→ Directions
Rename "formatted sample" to "formatted example" everywhere in the data below, keep every other line unchanged, and omit the pictures from your copy.

→ Given data
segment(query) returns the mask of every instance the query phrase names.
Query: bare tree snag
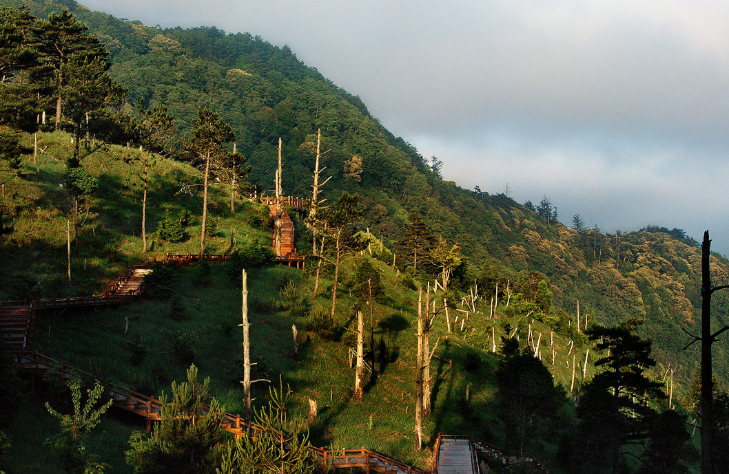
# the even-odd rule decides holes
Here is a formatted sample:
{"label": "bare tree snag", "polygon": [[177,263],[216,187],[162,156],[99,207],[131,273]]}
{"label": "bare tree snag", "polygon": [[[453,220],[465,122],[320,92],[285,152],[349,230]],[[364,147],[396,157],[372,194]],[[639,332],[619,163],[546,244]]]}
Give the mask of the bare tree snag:
{"label": "bare tree snag", "polygon": [[588,376],[588,356],[590,355],[590,349],[585,352],[585,365],[582,366],[582,379]]}
{"label": "bare tree snag", "polygon": [[206,154],[205,178],[203,181],[203,226],[200,234],[200,255],[205,255],[205,226],[208,219],[208,178],[210,176],[210,150]]}
{"label": "bare tree snag", "polygon": [[276,254],[277,256],[281,256],[281,229],[283,229],[284,223],[281,218],[283,214],[283,208],[281,208],[281,147],[283,144],[281,138],[278,138],[278,167],[276,172],[276,233],[274,234],[274,240],[276,243]]}
{"label": "bare tree snag", "polygon": [[[434,304],[435,301],[434,301]],[[425,316],[423,321],[423,413],[430,414],[430,285],[425,295]]]}
{"label": "bare tree snag", "polygon": [[69,281],[71,281],[71,221],[66,221],[66,241],[69,248]]}
{"label": "bare tree snag", "polygon": [[364,397],[364,317],[357,312],[357,363],[354,374],[354,398],[361,400]]}
{"label": "bare tree snag", "polygon": [[445,309],[445,324],[448,328],[448,333],[451,332],[451,317],[448,315],[448,302],[443,299],[443,307]]}
{"label": "bare tree snag", "polygon": [[316,400],[309,398],[309,416],[308,420],[311,421],[316,418]]}
{"label": "bare tree snag", "polygon": [[423,446],[423,291],[418,291],[418,355],[416,363],[415,449]]}
{"label": "bare tree snag", "polygon": [[576,363],[574,363],[574,361],[577,360],[577,354],[573,354],[572,355],[572,382],[569,385],[569,396],[570,397],[572,396],[572,390],[574,390],[574,369],[577,366],[577,365]]}
{"label": "bare tree snag", "polygon": [[251,416],[251,340],[249,337],[250,324],[248,322],[248,275],[246,270],[241,272],[243,289],[241,291],[242,303],[241,315],[243,323],[239,326],[243,328],[243,392],[246,398],[246,416]]}

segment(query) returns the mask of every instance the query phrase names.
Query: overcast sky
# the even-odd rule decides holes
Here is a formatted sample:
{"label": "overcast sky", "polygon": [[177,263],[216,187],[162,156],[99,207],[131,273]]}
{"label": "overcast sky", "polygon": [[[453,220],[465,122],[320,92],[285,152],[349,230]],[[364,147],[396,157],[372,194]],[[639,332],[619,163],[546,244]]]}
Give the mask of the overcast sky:
{"label": "overcast sky", "polygon": [[288,44],[463,187],[729,253],[729,2],[81,3]]}

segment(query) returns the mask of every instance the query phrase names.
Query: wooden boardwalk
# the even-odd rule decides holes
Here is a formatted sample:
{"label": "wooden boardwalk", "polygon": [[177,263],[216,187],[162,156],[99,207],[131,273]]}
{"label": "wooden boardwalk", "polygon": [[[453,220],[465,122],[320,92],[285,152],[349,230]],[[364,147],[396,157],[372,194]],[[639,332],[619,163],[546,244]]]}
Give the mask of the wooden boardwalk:
{"label": "wooden boardwalk", "polygon": [[179,265],[190,265],[201,258],[210,261],[225,261],[228,260],[229,256],[168,254],[159,260],[148,260],[141,265],[135,265],[101,295],[0,301],[0,344],[10,353],[26,350],[33,336],[33,325],[37,312],[50,311],[60,315],[72,309],[96,309],[131,303],[141,293],[142,281],[146,275],[152,272],[152,267],[155,264],[174,262]]}
{"label": "wooden boardwalk", "polygon": [[[275,197],[262,197],[261,202],[268,206],[268,213],[271,217],[275,218],[276,215],[276,200]],[[281,203],[287,205],[293,209],[303,210],[308,206],[308,201],[297,197],[281,199]],[[294,222],[291,220],[288,213],[285,209],[281,210],[281,252],[276,252],[276,261],[281,263],[288,264],[289,266],[296,265],[296,268],[303,268],[304,257],[296,255],[296,247],[294,246]],[[276,230],[271,239],[271,245],[276,251]]]}
{"label": "wooden boardwalk", "polygon": [[442,437],[438,443],[439,474],[478,474],[475,454],[468,438]]}

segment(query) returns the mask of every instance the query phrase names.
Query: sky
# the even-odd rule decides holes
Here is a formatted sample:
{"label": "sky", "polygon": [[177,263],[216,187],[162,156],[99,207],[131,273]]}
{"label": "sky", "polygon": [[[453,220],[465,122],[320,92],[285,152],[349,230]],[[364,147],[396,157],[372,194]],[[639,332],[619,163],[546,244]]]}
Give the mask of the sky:
{"label": "sky", "polygon": [[462,187],[729,254],[729,2],[80,3],[288,45]]}

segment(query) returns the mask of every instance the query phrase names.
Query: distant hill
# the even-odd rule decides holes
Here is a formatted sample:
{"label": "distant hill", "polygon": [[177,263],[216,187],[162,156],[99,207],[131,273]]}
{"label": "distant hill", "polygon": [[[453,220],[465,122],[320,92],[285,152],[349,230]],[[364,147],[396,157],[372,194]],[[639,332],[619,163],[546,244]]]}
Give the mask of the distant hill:
{"label": "distant hill", "polygon": [[[311,145],[320,128],[324,149],[330,150],[324,163],[332,176],[326,195],[359,194],[367,209],[366,225],[389,246],[397,249],[410,214],[417,213],[434,234],[461,244],[467,262],[456,272],[456,285],[467,286],[474,278],[482,285],[513,284],[520,274],[538,272],[550,283],[555,312],[564,317],[574,317],[578,301],[582,312],[600,323],[644,317],[644,331],[655,340],[658,362],[678,367],[677,379],[682,390],[687,387],[698,352],[681,350],[688,339],[682,329],[698,331],[700,249],[679,229],[578,232],[547,223],[502,194],[443,181],[413,146],[373,117],[359,97],[307,67],[288,47],[260,36],[214,27],[152,28],[71,0],[0,4],[26,6],[39,16],[63,6],[74,11],[108,48],[111,72],[128,88],[129,106],[166,105],[180,134],[198,107],[215,109],[233,126],[238,150],[252,165],[250,179],[263,189],[272,187],[281,137],[284,192],[308,195]],[[402,256],[398,261],[406,264]],[[712,271],[714,281],[729,282],[725,258],[715,255]],[[717,324],[724,323],[728,296],[717,293],[714,299]],[[729,348],[721,343],[715,347],[715,370],[726,383]]]}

→ Problem solution
segment(query) returns the mask of every instance the query phrase names.
Query: bare tree snag
# the even-odd rule decides holes
Here is a formatted example:
{"label": "bare tree snag", "polygon": [[177,263],[216,187],[162,156],[99,207],[131,273]]}
{"label": "bare tree snag", "polygon": [[[453,220],[465,122],[320,92],[285,152],[349,230]],[[364,147],[396,157],[372,194]],[[639,332],[619,163],[546,244]]]}
Give the mask of the bare tree snag:
{"label": "bare tree snag", "polygon": [[588,376],[588,356],[590,355],[590,349],[585,352],[585,365],[582,366],[582,379]]}
{"label": "bare tree snag", "polygon": [[206,154],[205,178],[203,181],[203,226],[200,234],[200,255],[205,255],[205,226],[208,219],[208,178],[210,176],[210,150]]}
{"label": "bare tree snag", "polygon": [[276,254],[277,256],[281,256],[281,229],[283,229],[284,223],[281,218],[283,214],[283,208],[281,208],[281,147],[283,144],[281,138],[278,138],[278,167],[276,172],[276,233],[274,234],[274,240],[276,243]]}
{"label": "bare tree snag", "polygon": [[[434,304],[435,301],[434,301]],[[425,316],[423,321],[423,413],[430,414],[430,285],[425,295]]]}
{"label": "bare tree snag", "polygon": [[69,281],[71,281],[71,221],[66,221],[66,241],[69,248]]}
{"label": "bare tree snag", "polygon": [[364,397],[364,317],[357,312],[357,363],[354,374],[354,398],[361,400]]}
{"label": "bare tree snag", "polygon": [[445,309],[445,324],[448,328],[448,333],[451,332],[451,317],[448,315],[448,302],[443,299],[443,307]]}
{"label": "bare tree snag", "polygon": [[316,400],[309,398],[309,416],[308,420],[311,421],[316,418]]}
{"label": "bare tree snag", "polygon": [[423,446],[423,291],[418,291],[418,355],[416,363],[415,449]]}
{"label": "bare tree snag", "polygon": [[576,363],[574,363],[574,361],[577,360],[577,354],[573,354],[572,355],[572,382],[569,385],[569,396],[570,397],[572,396],[572,390],[574,390],[574,369],[577,366],[577,365]]}
{"label": "bare tree snag", "polygon": [[251,416],[251,340],[249,337],[250,324],[248,322],[248,275],[246,270],[241,272],[243,289],[241,291],[242,303],[241,315],[243,323],[239,326],[243,328],[243,392],[246,398],[246,416]]}

segment(query) returns the mask of every instance the query phrase names.
Query: overcast sky
# the even-odd rule decides holes
Here is a formatted example:
{"label": "overcast sky", "polygon": [[177,263],[216,187],[162,156],[99,207],[131,273]]}
{"label": "overcast sky", "polygon": [[[453,220],[465,122],[320,92],[285,152],[349,230]],[[364,147],[396,157],[372,194]],[[639,332],[619,163],[546,244]]]}
Give the mask of the overcast sky:
{"label": "overcast sky", "polygon": [[288,44],[463,187],[729,253],[729,2],[81,3]]}

segment(query) returns the mask of every instance the query phrase names.
Query: wooden boardwalk
# the even-odd rule decides holes
Here is a formatted example:
{"label": "wooden boardwalk", "polygon": [[177,263],[216,187],[162,156],[99,207],[131,273]]}
{"label": "wooden boardwalk", "polygon": [[[453,220],[465,122],[320,92],[285,152],[349,230]],[[364,147],[396,157],[372,194]],[[639,332],[619,163],[546,244]]]}
Give the mask of the wooden boardwalk:
{"label": "wooden boardwalk", "polygon": [[179,265],[190,265],[201,258],[210,261],[225,261],[228,260],[229,256],[168,254],[159,260],[148,260],[141,265],[135,265],[101,295],[0,301],[0,344],[10,353],[26,350],[33,336],[33,325],[37,312],[50,311],[60,315],[72,309],[96,309],[131,303],[141,293],[142,281],[146,275],[152,272],[152,267],[155,264],[174,262]]}
{"label": "wooden boardwalk", "polygon": [[[275,197],[262,197],[261,202],[268,206],[268,213],[271,217],[275,218],[276,215],[276,200]],[[281,203],[287,205],[293,209],[303,210],[308,206],[308,201],[297,197],[281,199]],[[294,222],[291,220],[288,213],[285,209],[281,210],[281,252],[276,252],[276,261],[281,263],[288,264],[289,266],[296,265],[296,268],[303,268],[304,257],[296,255],[296,247],[294,246]],[[276,230],[271,239],[271,245],[276,251]]]}
{"label": "wooden boardwalk", "polygon": [[442,437],[438,443],[439,474],[478,474],[475,454],[468,438]]}

segment(query) returns the mask of every instance the query phrase names.
Query: sky
# the even-odd rule decides holes
Here is a formatted example:
{"label": "sky", "polygon": [[177,263],[216,187],[162,156],[99,207],[131,273]]}
{"label": "sky", "polygon": [[[453,220],[465,122],[320,92],[285,152],[349,230]],[[364,147],[396,157],[372,194]],[[639,332],[619,163],[546,244]]]}
Give the mask of the sky:
{"label": "sky", "polygon": [[462,187],[729,254],[729,2],[80,3],[288,45]]}

segment(query) returns the mask of every instance the query phrase names.
Query: distant hill
# the even-odd rule decides holes
Here is a formatted example:
{"label": "distant hill", "polygon": [[177,263],[216,187],[162,156],[99,207],[131,273]]}
{"label": "distant hill", "polygon": [[[453,220],[465,122],[320,92],[285,152],[349,230]],[[364,147],[396,157],[372,194]],[[639,332],[619,163],[546,244]]]}
Give the mask of the distant hill:
{"label": "distant hill", "polygon": [[[311,145],[320,128],[324,149],[330,150],[324,163],[332,176],[326,195],[359,194],[367,209],[366,225],[389,246],[397,249],[410,214],[417,213],[434,234],[461,244],[467,262],[456,272],[456,285],[467,286],[474,278],[482,285],[513,284],[520,274],[538,272],[550,283],[555,312],[564,317],[574,317],[578,301],[582,312],[600,323],[644,317],[644,331],[655,340],[658,362],[678,367],[677,379],[682,390],[687,387],[698,352],[681,350],[688,339],[682,329],[698,331],[700,249],[679,229],[578,232],[547,223],[502,194],[443,181],[413,146],[373,117],[359,97],[307,67],[288,47],[260,36],[214,27],[152,28],[71,0],[0,4],[26,6],[39,16],[63,6],[74,11],[108,48],[111,72],[128,88],[129,106],[166,105],[180,134],[198,107],[215,109],[233,126],[238,150],[252,165],[250,179],[263,189],[272,187],[281,137],[284,192],[308,195]],[[402,256],[398,261],[406,264]],[[712,271],[714,281],[729,282],[725,258],[715,255]],[[717,324],[724,323],[728,296],[717,293],[714,299]],[[729,348],[721,343],[715,347],[715,370],[726,383]]]}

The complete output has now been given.